* Task *
Render every line of the records below as a Markdown table with the columns No. and Text, numbering the rows and skipping blank lines. Leave the pictures out of the table.

#### Data entries ####

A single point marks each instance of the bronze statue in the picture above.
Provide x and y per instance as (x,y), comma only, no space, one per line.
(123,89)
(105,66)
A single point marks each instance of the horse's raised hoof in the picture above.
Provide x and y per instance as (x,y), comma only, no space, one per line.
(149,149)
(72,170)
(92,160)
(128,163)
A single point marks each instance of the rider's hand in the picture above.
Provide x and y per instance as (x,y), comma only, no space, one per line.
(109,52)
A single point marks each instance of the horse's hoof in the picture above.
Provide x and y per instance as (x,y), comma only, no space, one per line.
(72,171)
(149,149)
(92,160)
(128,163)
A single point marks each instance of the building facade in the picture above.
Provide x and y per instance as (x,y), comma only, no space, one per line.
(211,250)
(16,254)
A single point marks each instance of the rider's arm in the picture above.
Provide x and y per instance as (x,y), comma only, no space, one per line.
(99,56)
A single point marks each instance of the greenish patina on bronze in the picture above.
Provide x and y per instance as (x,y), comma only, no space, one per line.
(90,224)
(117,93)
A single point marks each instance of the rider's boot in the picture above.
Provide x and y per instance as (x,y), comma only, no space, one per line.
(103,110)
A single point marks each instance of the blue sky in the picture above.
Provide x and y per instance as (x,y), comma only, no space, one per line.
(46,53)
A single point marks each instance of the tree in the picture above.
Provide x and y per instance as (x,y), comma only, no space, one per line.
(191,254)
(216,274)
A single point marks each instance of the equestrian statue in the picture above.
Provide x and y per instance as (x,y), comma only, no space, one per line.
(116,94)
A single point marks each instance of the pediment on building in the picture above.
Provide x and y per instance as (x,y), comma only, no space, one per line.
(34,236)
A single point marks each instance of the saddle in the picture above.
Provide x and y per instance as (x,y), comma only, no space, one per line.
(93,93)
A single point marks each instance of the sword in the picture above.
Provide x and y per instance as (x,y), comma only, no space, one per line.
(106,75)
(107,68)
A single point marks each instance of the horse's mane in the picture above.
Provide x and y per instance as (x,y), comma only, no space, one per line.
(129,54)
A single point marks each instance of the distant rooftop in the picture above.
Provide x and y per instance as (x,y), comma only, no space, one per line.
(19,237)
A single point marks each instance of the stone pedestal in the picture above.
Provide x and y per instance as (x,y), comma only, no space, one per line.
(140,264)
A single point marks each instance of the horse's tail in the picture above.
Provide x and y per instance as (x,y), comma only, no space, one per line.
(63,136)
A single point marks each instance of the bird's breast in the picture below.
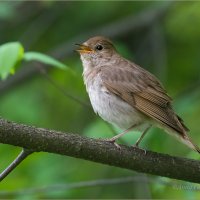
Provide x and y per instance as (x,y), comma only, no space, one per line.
(109,106)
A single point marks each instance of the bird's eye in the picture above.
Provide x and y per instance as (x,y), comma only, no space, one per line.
(99,47)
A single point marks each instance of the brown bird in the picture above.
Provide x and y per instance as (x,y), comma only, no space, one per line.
(124,94)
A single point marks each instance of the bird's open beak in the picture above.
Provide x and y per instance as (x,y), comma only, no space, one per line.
(84,49)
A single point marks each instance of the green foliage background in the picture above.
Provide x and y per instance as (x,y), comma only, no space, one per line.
(169,48)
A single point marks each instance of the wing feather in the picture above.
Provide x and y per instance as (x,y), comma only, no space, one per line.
(143,91)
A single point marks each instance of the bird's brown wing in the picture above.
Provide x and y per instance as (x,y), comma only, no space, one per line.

####

* Exercise solution *
| No. | Text |
|---|---|
| 1 | A single point marks each instance of the bronze statue in the picture above. |
| 2 | Provide x and y per instance as (x,y), comma only, no space, one per line. |
| 3 | (123,89) |
| 4 | (105,66) |
| 5 | A single point marks each instance of the horse's raised hoof in the picture above. |
| 6 | Provide x and y per instance as (x,y), comma only, no space, one per line. |
| 7 | (149,149) |
| 8 | (72,170) |
| 9 | (92,160) |
| 10 | (128,163) |
| 11 | A single point marks each instance of the rider's hand in the picture above. |
| 12 | Provide x and y per instance as (x,y), comma only, no space, one per line. |
| 13 | (109,52) |
| 14 | A single point marks each instance of the horse's hoof in the picture above. |
| 15 | Provide x and y per instance as (x,y), comma only, no space, one per line. |
| 16 | (72,171) |
| 17 | (149,149) |
| 18 | (92,160) |
| 19 | (128,163) |
| 20 | A single point marks each instance of the building facade in the picture above. |
| 21 | Provide x and y per instance as (x,y), comma only, no space, one per line. |
| 22 | (211,250) |
| 23 | (16,254) |
| 24 | A single point marks each instance of the rider's arm in the picture above. |
| 25 | Provide x and y per instance as (x,y), comma only, no space, one per line. |
| 26 | (99,56) |
| 27 | A single point marks each instance of the greenish patina on bronze in the picture above. |
| 28 | Provide x and y per instance as (x,y), comma only, no space, one per line. |
| 29 | (90,224) |
| 30 | (117,93) |
| 31 | A single point marks each instance of the rider's boot in the picture above. |
| 32 | Provide x and y per instance as (x,y), comma only, no space, one per line. |
| 33 | (103,110) |
| 34 | A single point marks each instance of the blue sky in the picture above. |
| 35 | Provide x and y per instance as (x,y), comma only, no space, one per line. |
| 36 | (46,53) |
| 37 | A single point marks each instance of the tree in the picture above. |
| 38 | Provide x and y per instance as (x,y), comma only, no space, one per line. |
| 39 | (191,254) |
| 40 | (216,274) |
| 41 | A single point marks each instance of the equestrian statue in the picture above. |
| 42 | Provide x and y per instance as (x,y), comma only, no space, one per line. |
| 43 | (116,94) |
| 44 | A single point marks each instance of the pediment on building in the picture above. |
| 45 | Provide x and y per instance as (x,y), comma only, no space, one per line. |
| 46 | (34,236) |
| 47 | A single point marks each instance of the saddle in the picture above. |
| 48 | Provide x and y per instance as (x,y), comma only, no space, one per line. |
| 49 | (93,93) |
| 50 | A single point marks each instance of the sword in the picture above. |
| 51 | Provide x and y per instance as (x,y), comma only, no space, one per line. |
| 52 | (106,75) |
| 53 | (107,68) |
| 54 | A single point marks each instance of the horse's mane in the picture above. |
| 55 | Provide x and y per instance as (x,y), comma only, no space, one per line. |
| 56 | (129,54) |
| 57 | A single point marks each instance of the distant rooftop in the picture above. |
| 58 | Provide x and y per instance as (x,y), comma only, no space, one per line. |
| 59 | (19,237) |
| 60 | A single point marks each instance of the stone pedestal in the picture above. |
| 61 | Provide x and y per instance as (x,y), comma only, no space, one per line. |
| 62 | (140,264) |
| 63 | A single point marks each instance of the horse's tail in the picture above. |
| 64 | Provide x and y per instance as (x,y), comma only, no space, one per line. |
| 65 | (63,136) |
| 66 | A single point marks each instance of the bird's breast in the picture below. |
| 67 | Provide x and y per instance as (x,y), comma only, no space, one per line. |
| 68 | (109,106) |
| 69 | A single point marks each instance of the bird's eye in the picture above. |
| 70 | Provide x and y per instance as (x,y), comma only, no space, one per line. |
| 71 | (99,47) |
| 72 | A single point marks each instance of the brown bird in the picture above. |
| 73 | Provide x and y per instance as (x,y), comma only, no space, one per line. |
| 74 | (124,94) |
| 75 | A single point marks each instance of the bird's open beak in the picture above. |
| 76 | Provide x and y per instance as (x,y), comma only, no space, one per line. |
| 77 | (84,49) |
| 78 | A single point marks each instance of the green foliage background in the picture above. |
| 79 | Provide x and y per instance as (x,y), comma only, no space, one per line. |
| 80 | (169,48) |
| 81 | A single point marks each instance of the wing feather in the picture above. |
| 82 | Provide x and y per instance as (x,y), comma only, no space, one per line. |
| 83 | (143,91) |
| 84 | A single point marks each instance of the bird's brown wing in the picture above. |
| 85 | Provide x and y per instance as (x,y), comma only, no space, one per line. |